● **Your goal**
Your answer must be an exact retyping of the line containing "Exercise. Point out each instance of the woman's hand" and every line after it through the end of the records below, with no pictures and nothing else.

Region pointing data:
-- Opening Marker --
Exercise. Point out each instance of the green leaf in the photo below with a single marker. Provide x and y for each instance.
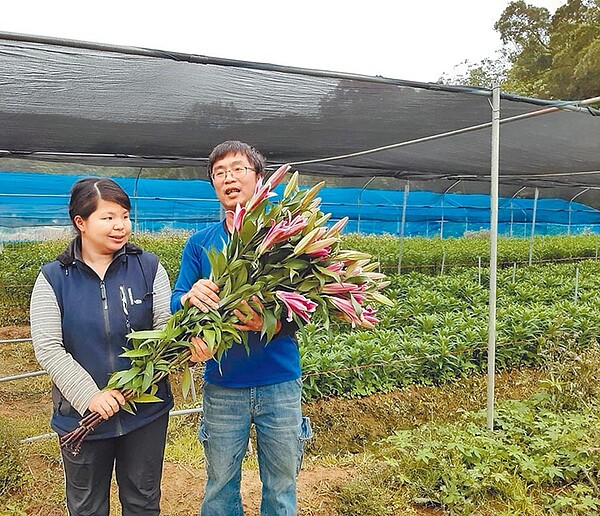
(129, 375)
(186, 381)
(146, 398)
(136, 353)
(146, 334)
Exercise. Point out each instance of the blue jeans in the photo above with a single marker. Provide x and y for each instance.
(281, 432)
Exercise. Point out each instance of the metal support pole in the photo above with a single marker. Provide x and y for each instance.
(401, 250)
(537, 193)
(360, 203)
(495, 160)
(570, 209)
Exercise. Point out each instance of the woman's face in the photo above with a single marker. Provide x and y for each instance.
(106, 230)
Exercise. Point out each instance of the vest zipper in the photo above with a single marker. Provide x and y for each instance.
(105, 306)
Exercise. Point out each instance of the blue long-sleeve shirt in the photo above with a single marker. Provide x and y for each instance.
(266, 364)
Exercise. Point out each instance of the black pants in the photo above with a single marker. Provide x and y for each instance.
(138, 460)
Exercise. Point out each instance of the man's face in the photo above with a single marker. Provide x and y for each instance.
(234, 180)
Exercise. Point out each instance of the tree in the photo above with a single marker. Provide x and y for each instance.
(543, 55)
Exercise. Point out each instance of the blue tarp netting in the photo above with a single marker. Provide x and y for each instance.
(40, 200)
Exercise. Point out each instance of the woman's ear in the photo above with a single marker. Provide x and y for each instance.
(78, 221)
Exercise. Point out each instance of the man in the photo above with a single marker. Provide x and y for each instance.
(262, 387)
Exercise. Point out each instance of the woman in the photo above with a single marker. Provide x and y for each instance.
(83, 305)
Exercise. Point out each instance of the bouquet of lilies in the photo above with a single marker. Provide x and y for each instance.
(284, 262)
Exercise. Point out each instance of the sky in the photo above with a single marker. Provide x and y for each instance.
(415, 40)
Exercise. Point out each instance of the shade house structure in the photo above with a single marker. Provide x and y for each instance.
(68, 105)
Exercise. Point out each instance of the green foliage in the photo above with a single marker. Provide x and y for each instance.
(12, 472)
(464, 468)
(437, 329)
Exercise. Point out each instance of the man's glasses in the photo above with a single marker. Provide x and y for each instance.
(236, 173)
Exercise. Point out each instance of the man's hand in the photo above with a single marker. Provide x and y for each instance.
(204, 294)
(200, 350)
(250, 319)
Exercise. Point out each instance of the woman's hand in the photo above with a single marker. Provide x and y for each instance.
(200, 350)
(107, 403)
(204, 294)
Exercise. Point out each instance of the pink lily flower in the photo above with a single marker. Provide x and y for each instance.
(321, 253)
(282, 231)
(335, 267)
(297, 303)
(318, 245)
(341, 288)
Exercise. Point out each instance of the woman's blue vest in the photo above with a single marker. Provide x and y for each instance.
(96, 316)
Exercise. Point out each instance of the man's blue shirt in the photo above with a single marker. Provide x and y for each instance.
(266, 364)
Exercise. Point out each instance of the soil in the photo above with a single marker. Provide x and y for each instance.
(342, 428)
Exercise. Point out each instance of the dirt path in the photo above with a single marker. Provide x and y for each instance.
(183, 488)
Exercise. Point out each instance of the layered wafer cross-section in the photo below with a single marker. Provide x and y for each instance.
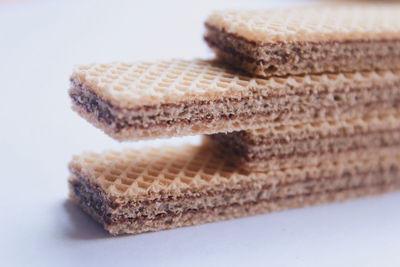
-- Closing Marker --
● **Answer box**
Exercise. Point out each instance of the woman's hand in the photo above with a single marker. Provide x and y for each instance.
(200, 350)
(107, 403)
(204, 294)
Exercise. Point out each instance of the pink lily flower in the photo above with a single marker. Provide x and y for each instance.
(321, 253)
(282, 231)
(335, 267)
(297, 303)
(318, 245)
(341, 288)
Exercise. Point out each instance of the woman's blue vest in the photo above with a single marker. Provide x and y for each instance.
(96, 316)
Exercise. Point out each instance of the man's blue shirt in the photo above with a single marker. Provide x and y for each instance.
(266, 364)
Exercise. Point out each instance of the soil in the photo above with a single marker. Provide x and y for each instance.
(342, 428)
Exercise. Point out each instance of the dirt path in the photo above with a single marker. Provide x and y for each instance.
(183, 488)
Exercise. Point out each instance of the layered wafer cross-section in the photo below with a single marker. Provide x and y for each instance.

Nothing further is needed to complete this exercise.